> [Your goal]:
State only how many lines of the records contain the string "field".

(Image-grounded pointing data)
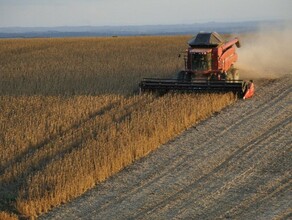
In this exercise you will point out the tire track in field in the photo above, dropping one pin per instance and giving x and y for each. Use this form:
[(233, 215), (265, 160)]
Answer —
[(134, 191), (244, 155), (172, 165)]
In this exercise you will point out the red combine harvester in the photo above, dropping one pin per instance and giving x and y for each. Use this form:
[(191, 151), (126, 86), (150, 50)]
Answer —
[(209, 67)]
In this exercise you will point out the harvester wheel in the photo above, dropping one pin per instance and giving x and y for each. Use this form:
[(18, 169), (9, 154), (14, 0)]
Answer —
[(232, 74), (181, 76)]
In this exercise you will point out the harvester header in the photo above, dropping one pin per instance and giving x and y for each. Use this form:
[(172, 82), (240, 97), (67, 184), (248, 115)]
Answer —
[(209, 67)]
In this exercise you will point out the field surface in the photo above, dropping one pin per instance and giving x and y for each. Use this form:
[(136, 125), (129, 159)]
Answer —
[(236, 164)]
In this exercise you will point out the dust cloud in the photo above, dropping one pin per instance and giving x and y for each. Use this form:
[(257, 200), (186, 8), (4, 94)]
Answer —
[(266, 53)]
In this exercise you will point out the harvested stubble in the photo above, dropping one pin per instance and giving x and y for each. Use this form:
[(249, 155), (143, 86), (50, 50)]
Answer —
[(57, 142)]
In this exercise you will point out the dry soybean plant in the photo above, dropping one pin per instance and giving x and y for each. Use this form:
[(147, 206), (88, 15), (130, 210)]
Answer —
[(69, 118)]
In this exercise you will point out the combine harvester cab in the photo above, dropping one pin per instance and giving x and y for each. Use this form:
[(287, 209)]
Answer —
[(209, 67)]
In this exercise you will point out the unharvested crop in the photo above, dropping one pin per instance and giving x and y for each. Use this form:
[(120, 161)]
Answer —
[(70, 118)]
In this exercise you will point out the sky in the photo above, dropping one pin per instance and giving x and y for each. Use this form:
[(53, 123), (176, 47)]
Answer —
[(51, 13)]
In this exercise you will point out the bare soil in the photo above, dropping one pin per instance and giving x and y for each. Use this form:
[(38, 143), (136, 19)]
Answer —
[(236, 164)]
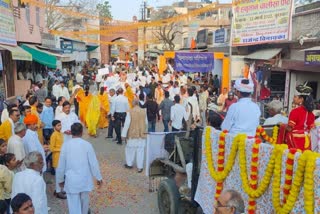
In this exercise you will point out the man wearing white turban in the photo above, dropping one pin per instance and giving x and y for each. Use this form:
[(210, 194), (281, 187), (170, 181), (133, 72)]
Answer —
[(243, 116)]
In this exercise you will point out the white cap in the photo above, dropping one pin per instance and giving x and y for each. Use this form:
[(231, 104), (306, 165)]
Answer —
[(275, 105), (248, 88)]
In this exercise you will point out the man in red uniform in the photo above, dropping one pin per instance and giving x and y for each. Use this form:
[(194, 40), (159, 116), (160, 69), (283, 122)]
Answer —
[(229, 101), (301, 119)]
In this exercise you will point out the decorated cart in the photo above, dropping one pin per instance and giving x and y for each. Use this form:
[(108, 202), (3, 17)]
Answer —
[(270, 177)]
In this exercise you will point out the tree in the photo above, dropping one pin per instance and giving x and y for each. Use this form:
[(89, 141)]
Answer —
[(168, 32), (62, 20), (104, 10)]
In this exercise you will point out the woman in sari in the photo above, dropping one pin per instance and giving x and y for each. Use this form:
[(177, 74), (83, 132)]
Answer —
[(129, 94), (301, 119), (93, 115), (83, 98), (104, 108)]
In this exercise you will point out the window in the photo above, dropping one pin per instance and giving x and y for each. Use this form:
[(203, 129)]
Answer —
[(37, 16)]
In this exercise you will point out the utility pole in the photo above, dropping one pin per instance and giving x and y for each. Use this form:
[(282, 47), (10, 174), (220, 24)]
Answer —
[(144, 19)]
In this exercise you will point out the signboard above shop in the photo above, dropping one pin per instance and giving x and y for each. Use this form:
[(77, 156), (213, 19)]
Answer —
[(7, 25), (220, 36), (258, 22), (194, 62), (202, 37), (312, 57), (66, 46)]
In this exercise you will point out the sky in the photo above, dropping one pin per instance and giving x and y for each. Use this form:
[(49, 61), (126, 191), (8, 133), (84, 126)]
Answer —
[(126, 9)]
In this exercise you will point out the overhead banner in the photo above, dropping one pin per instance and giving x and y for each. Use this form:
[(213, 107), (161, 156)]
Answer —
[(257, 22), (312, 57), (194, 62), (7, 26)]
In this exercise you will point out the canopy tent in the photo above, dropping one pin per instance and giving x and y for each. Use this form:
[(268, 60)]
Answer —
[(17, 53), (43, 57)]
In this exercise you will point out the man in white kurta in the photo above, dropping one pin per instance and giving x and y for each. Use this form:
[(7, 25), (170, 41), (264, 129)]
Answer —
[(77, 165), (67, 118), (135, 127), (30, 182), (243, 116), (31, 140), (15, 145)]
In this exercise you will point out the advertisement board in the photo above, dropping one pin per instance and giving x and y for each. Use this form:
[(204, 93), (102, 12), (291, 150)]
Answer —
[(257, 22), (7, 25), (194, 62), (220, 36)]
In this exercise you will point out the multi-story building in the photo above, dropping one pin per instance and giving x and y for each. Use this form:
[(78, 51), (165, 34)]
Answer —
[(20, 24)]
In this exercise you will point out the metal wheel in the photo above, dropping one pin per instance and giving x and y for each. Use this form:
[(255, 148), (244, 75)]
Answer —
[(168, 197)]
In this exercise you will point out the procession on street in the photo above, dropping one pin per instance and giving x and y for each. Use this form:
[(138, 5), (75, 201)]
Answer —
[(197, 107)]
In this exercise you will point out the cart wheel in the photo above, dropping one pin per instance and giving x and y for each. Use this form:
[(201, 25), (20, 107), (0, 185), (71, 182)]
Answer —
[(168, 197), (186, 207)]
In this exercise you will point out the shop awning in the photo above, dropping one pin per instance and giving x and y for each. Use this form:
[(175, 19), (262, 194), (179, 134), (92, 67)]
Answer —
[(316, 48), (18, 53), (40, 56), (265, 54)]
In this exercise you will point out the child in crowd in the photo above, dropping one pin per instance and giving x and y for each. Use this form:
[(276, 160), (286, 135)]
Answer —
[(56, 141), (39, 108)]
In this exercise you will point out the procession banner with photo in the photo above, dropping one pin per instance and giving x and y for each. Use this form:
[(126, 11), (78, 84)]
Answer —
[(7, 25), (312, 57), (257, 22), (194, 62)]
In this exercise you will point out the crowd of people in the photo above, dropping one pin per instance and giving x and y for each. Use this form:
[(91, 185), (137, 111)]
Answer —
[(34, 132)]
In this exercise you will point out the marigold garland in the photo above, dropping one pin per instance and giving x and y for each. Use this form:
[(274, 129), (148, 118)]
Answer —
[(221, 153), (272, 140), (305, 170), (309, 183), (288, 173), (295, 188), (219, 176)]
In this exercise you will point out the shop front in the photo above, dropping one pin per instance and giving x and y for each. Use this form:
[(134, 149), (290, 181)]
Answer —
[(10, 85), (270, 80)]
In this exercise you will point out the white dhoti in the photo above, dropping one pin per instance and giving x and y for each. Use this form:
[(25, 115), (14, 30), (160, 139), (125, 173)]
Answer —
[(58, 188), (78, 203), (135, 147)]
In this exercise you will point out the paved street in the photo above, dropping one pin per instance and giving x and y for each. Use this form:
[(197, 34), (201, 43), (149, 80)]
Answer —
[(124, 191)]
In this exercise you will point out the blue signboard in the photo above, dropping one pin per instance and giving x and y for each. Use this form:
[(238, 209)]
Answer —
[(312, 57), (66, 46), (194, 62), (220, 36)]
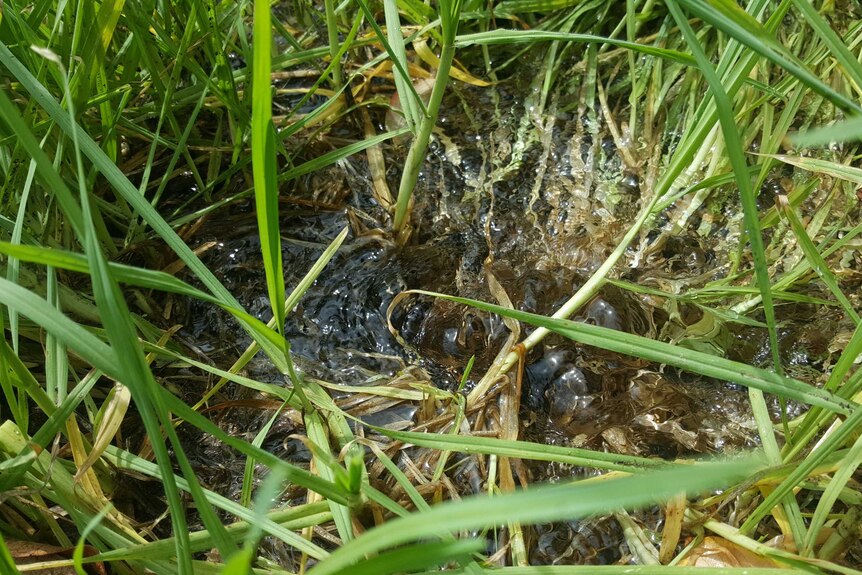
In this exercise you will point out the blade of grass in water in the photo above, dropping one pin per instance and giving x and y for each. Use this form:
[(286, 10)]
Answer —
[(134, 370), (664, 353), (734, 148), (263, 162), (539, 504), (450, 13)]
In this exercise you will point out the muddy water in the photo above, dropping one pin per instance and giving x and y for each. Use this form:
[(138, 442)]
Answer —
[(536, 198)]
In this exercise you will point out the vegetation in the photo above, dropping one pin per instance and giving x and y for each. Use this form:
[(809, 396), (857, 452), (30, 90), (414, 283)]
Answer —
[(108, 109)]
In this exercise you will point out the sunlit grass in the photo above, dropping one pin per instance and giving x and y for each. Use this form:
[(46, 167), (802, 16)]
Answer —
[(120, 100)]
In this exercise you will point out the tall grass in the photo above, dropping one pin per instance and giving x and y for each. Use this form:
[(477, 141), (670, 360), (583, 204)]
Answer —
[(104, 105)]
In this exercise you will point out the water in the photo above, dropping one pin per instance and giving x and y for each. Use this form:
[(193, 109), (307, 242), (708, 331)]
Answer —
[(538, 205)]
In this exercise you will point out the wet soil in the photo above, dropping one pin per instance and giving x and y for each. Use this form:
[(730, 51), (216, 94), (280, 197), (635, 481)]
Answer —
[(535, 199)]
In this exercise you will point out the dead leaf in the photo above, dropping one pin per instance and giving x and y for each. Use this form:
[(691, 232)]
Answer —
[(719, 552)]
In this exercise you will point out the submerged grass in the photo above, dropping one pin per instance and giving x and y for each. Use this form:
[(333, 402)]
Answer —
[(98, 126)]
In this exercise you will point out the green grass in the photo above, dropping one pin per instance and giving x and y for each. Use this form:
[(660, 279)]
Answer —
[(106, 106)]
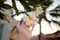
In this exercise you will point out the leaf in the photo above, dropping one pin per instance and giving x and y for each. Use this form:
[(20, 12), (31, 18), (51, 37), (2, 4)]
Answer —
[(1, 15), (14, 6), (6, 6), (29, 3), (2, 1)]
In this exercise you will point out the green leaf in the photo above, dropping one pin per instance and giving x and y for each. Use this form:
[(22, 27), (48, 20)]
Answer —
[(14, 6), (6, 6), (2, 1)]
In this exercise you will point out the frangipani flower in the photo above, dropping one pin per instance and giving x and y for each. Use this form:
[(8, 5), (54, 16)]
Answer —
[(30, 20)]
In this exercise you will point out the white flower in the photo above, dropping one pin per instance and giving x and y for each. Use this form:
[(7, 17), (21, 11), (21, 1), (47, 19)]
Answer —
[(30, 20)]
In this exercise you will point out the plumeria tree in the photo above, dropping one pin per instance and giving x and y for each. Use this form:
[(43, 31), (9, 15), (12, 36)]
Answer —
[(32, 6)]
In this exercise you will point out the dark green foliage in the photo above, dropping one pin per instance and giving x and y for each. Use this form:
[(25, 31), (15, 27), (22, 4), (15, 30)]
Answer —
[(14, 6), (2, 1), (6, 6)]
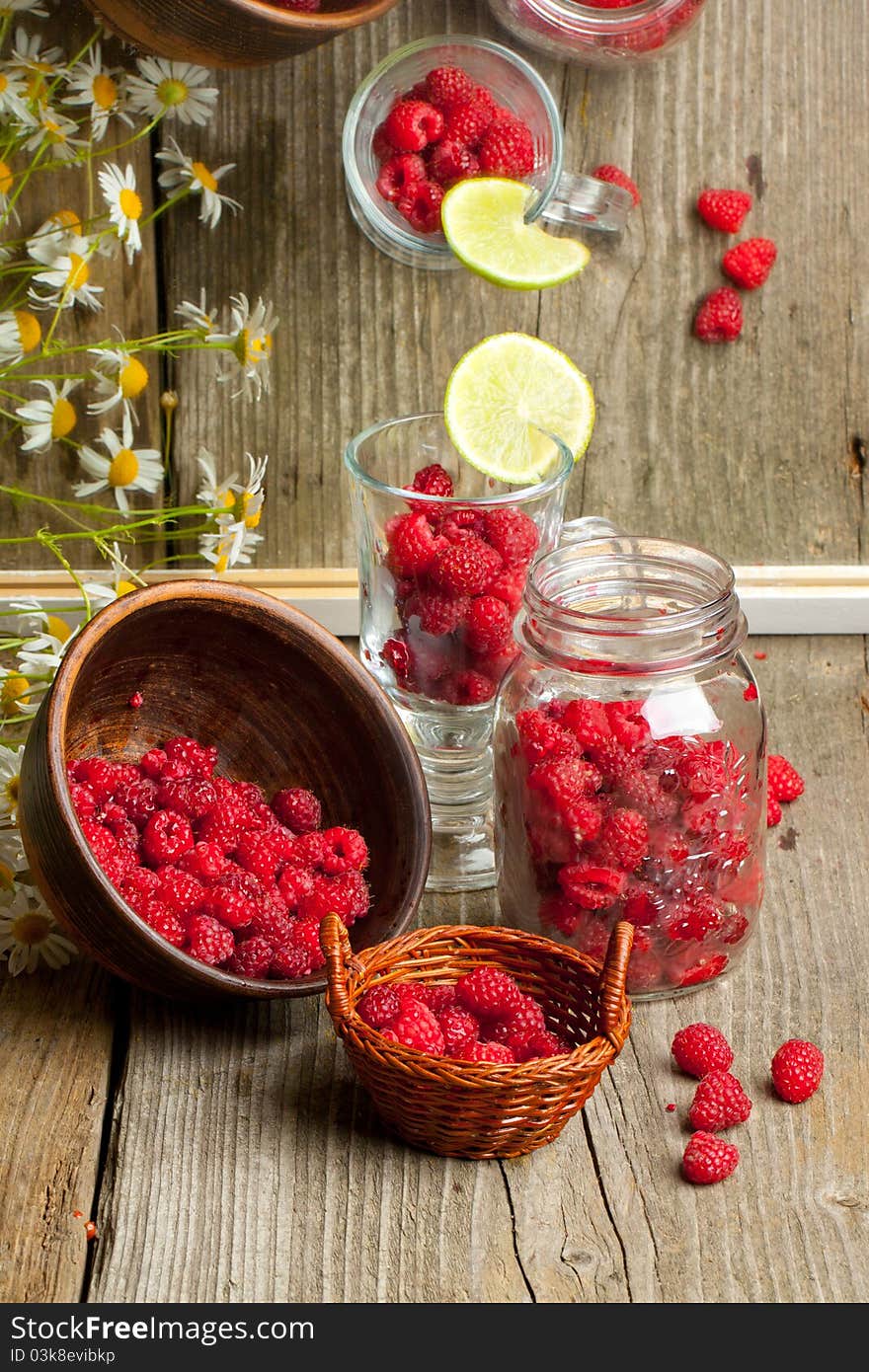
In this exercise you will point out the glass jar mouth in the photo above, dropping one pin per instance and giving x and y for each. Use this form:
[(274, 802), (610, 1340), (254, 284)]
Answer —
[(562, 468), (405, 239)]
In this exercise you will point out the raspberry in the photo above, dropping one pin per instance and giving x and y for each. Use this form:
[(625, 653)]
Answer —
[(460, 1030), (798, 1068), (591, 886), (513, 534), (209, 940), (724, 210), (607, 172), (507, 148), (166, 837), (411, 125), (699, 1048), (720, 317), (749, 264), (421, 206), (450, 162), (447, 87), (720, 1102), (489, 625), (709, 1158), (379, 1006), (489, 992), (298, 809), (784, 781)]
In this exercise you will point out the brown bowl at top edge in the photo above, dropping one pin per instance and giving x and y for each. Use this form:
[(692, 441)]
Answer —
[(366, 755), (228, 34)]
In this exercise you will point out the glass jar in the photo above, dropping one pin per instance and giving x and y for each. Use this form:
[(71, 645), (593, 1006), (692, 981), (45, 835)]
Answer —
[(594, 36), (630, 760), (562, 197), (435, 629)]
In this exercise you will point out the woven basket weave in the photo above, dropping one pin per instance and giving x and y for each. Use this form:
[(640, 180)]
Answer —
[(477, 1108)]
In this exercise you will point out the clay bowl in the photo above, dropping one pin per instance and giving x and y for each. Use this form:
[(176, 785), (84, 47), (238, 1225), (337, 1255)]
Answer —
[(231, 34), (283, 701)]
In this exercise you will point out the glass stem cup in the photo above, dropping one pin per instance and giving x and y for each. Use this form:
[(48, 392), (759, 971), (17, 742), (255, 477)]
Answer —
[(630, 760), (562, 197), (593, 36), (435, 619)]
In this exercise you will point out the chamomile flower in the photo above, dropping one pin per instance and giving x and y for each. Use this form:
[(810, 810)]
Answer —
[(249, 344), (67, 280), (44, 421), (123, 203), (125, 468), (97, 85), (172, 90), (29, 935), (183, 171)]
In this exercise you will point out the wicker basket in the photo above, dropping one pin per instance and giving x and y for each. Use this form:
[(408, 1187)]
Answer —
[(474, 1108)]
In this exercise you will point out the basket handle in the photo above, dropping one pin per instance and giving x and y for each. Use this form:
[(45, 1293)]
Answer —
[(612, 978)]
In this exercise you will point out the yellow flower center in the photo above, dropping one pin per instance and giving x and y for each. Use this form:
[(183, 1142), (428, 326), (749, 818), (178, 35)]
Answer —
[(123, 468), (171, 92), (62, 418), (31, 929), (130, 203), (29, 330), (105, 91), (132, 379), (203, 176)]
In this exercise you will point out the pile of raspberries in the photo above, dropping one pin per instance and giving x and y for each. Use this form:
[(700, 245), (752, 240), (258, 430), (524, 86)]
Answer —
[(662, 833), (484, 1017), (218, 873), (446, 129), (720, 1101), (459, 579)]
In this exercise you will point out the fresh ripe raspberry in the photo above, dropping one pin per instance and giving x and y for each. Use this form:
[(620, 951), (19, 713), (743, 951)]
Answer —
[(411, 125), (591, 886), (450, 162), (488, 626), (489, 994), (421, 206), (447, 87), (460, 1030), (709, 1158), (700, 1048), (720, 1102), (507, 148), (415, 1027), (379, 1006), (298, 809), (749, 264), (798, 1068), (784, 781), (724, 210), (607, 172), (400, 175), (720, 317), (166, 837), (209, 940), (465, 569)]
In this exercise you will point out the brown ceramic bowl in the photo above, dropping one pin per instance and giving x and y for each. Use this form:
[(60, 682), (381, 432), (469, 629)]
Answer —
[(231, 34), (283, 703)]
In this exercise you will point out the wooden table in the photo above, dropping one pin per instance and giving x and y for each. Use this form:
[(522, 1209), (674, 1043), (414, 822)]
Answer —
[(229, 1156)]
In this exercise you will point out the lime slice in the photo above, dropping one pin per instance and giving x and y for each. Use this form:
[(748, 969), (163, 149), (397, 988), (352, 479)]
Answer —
[(506, 397), (484, 222)]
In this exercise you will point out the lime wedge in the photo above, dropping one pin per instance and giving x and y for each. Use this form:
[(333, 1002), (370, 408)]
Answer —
[(506, 397), (484, 222)]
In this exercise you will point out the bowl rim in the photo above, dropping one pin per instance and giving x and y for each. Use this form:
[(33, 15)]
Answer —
[(56, 720)]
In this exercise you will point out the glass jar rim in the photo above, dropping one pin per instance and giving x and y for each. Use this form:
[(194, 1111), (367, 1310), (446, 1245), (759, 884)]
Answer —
[(521, 493), (405, 238)]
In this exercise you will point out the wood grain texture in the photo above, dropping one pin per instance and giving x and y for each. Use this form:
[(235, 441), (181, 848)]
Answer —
[(245, 1164)]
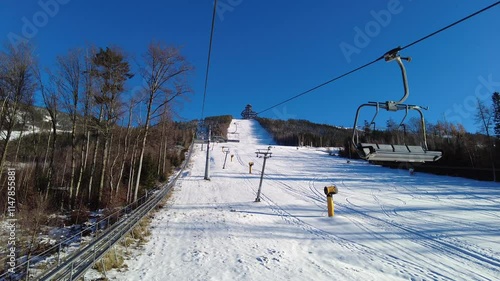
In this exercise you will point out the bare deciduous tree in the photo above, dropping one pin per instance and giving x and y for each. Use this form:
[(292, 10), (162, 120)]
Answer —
[(164, 73)]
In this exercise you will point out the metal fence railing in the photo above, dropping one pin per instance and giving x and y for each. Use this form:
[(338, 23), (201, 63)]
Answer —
[(71, 257)]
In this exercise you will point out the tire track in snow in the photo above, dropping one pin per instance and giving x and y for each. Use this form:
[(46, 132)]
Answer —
[(414, 271), (457, 250), (452, 250)]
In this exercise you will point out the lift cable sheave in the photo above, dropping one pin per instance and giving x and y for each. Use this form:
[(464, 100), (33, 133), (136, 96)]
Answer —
[(394, 152)]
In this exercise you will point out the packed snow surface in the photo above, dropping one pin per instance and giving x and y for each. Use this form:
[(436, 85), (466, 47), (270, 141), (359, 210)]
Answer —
[(388, 224)]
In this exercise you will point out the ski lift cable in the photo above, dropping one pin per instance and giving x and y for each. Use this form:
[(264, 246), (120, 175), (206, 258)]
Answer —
[(382, 57), (208, 60)]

> [Exercise answer]:
2